▶ REQUIRED WORK: Format the material below as a numbered list with one line per item and no blank lines. Leave the pictures out.

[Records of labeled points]
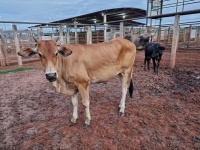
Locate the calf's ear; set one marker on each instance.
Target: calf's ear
(27, 53)
(63, 51)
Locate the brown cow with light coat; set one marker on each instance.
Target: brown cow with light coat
(73, 67)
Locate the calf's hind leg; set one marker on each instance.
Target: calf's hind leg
(125, 78)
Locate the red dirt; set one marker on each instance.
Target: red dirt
(163, 114)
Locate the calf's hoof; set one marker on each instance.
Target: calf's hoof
(71, 123)
(85, 125)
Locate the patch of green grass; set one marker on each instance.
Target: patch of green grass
(14, 70)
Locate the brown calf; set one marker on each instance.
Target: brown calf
(72, 68)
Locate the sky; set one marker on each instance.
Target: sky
(53, 10)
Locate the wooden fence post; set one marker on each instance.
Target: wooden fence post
(89, 35)
(61, 34)
(19, 59)
(175, 40)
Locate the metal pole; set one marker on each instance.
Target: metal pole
(175, 40)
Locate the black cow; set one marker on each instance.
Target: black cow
(154, 51)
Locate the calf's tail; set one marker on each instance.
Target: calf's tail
(131, 88)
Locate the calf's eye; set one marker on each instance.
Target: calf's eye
(40, 55)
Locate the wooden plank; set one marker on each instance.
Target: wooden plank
(175, 40)
(19, 59)
(105, 28)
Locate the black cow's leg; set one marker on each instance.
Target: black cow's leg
(154, 66)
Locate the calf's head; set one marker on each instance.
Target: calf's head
(48, 52)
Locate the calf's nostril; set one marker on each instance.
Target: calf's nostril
(51, 76)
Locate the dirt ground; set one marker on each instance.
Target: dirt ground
(163, 114)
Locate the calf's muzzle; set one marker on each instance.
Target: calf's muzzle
(51, 76)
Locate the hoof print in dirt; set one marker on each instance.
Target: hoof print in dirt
(86, 125)
(71, 123)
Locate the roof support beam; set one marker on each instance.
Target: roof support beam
(105, 27)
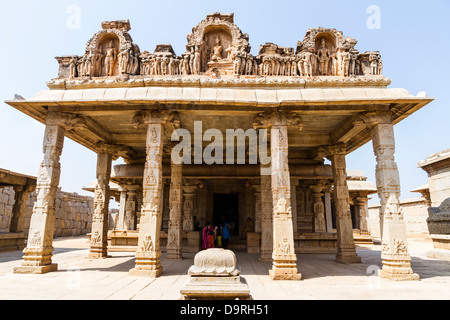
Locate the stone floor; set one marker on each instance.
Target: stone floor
(79, 278)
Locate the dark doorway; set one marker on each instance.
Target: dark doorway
(226, 209)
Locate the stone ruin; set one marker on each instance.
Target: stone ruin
(217, 47)
(439, 228)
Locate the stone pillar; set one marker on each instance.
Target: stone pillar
(123, 203)
(99, 234)
(328, 212)
(148, 255)
(174, 239)
(258, 212)
(22, 193)
(38, 253)
(266, 217)
(346, 251)
(294, 184)
(395, 255)
(361, 205)
(189, 206)
(284, 265)
(130, 208)
(319, 224)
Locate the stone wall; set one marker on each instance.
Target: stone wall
(415, 214)
(6, 205)
(73, 212)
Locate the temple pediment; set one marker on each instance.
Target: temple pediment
(217, 48)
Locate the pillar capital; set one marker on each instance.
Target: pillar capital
(275, 118)
(374, 118)
(115, 150)
(155, 116)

▶ SOLUTION TO THIS TASK:
1. Locate the calf's ear; set one marker on each instance.
2. Target: calf's ear
3. (27, 53)
4. (63, 51)
5. Locate the brown cow with light coat; set one marker on each instance.
6. Target: brown cow with light coat
7. (73, 67)
8. Locate the calf's hind leg; set one marker on each instance.
9. Target: calf's hind leg
10. (125, 78)
11. Locate the red dirt; set one marker on each instance.
12. Target: red dirt
13. (163, 114)
14. Locate the calf's hoof; set one marker on each instance.
15. Target: calf's hoof
16. (71, 123)
17. (85, 125)
18. Locate the patch of green grass; set one marker on each instance.
19. Target: patch of green grass
20. (14, 70)
21. Locate the brown calf; set one marker on each instance.
22. Target: brown calf
23. (72, 68)
24. Locate the sky; set one marker on each instance.
25. Target: sky
26. (53, 10)
27. Locate the wooden fence post; set one marker on each instance.
28. Target: wooden fence post
29. (89, 35)
30. (61, 34)
31. (19, 59)
32. (175, 40)
33. Locate the metal pole; set one marker on each instance.
34. Target: metal pole
35. (175, 40)
36. Locate the black cow; set one marker on each instance.
37. Target: black cow
38. (154, 51)
39. Locate the calf's tail; set one marker on each instance.
40. Target: calf's tail
41. (131, 88)
42. Locate the calf's eye; set one marker on each instance.
43. Target: calf's eye
44. (40, 55)
45. Locate the wooden plank; set one marker on each instance.
46. Target: wooden plank
47. (175, 40)
48. (19, 59)
49. (105, 28)
50. Locate the black cow's leg; set one marker on each instance.
51. Target: black cow's leg
52. (154, 66)
53. Locate the calf's head; set one marker on each instance.
54. Target: calf's head
55. (48, 52)
56. Locate the calf's nostril; set one marker on each instance.
57. Target: calf's nostril
58. (51, 76)
59. Locate the dirt ground; set one marker on each instance.
60. Target: dirt ground
61. (163, 114)
62. Locate the calf's muzzle; set one marker on each instance.
63. Target: calf's muzzle
64. (51, 76)
65. Locate the hoof print in dirt; set one marker on each instance.
66. Target: hoof print in dirt
67. (86, 125)
68. (71, 123)
69. Locate the roof support beam; set one marker on each instance.
70. Target: roof support beam
71. (105, 27)
72. Locate the stone floor; set one marker on each instance.
73. Target: stone floor
74. (79, 278)
75. Locate the dark doorway; set one marker on each instance.
76. Target: dark doorway
77. (226, 209)
78. Locate the stone ruin; set one marker on each instance.
79. Target: stone ruin
80. (217, 47)
81. (439, 228)
82. Locate the stone pillar; set one marker on each instance.
83. Target: stone pillar
84. (123, 203)
85. (99, 234)
86. (328, 212)
87. (148, 255)
88. (174, 239)
89. (258, 212)
90. (22, 193)
91. (38, 253)
92. (266, 217)
93. (346, 251)
94. (294, 184)
95. (395, 255)
96. (361, 205)
97. (189, 206)
98. (284, 265)
99. (130, 208)
100. (319, 224)
101. Locate the stone wall; set one marker on each instance.
102. Target: stone wall
103. (415, 214)
104. (6, 205)
105. (73, 212)
106. Locate the temple pediment; set one marker on each instance.
107. Target: temple pediment
108. (217, 48)
109. Locate the pillar capital; set one marker on each instance.
110. Target: pillar capital
111. (275, 118)
112. (374, 118)
113. (115, 150)
114. (155, 116)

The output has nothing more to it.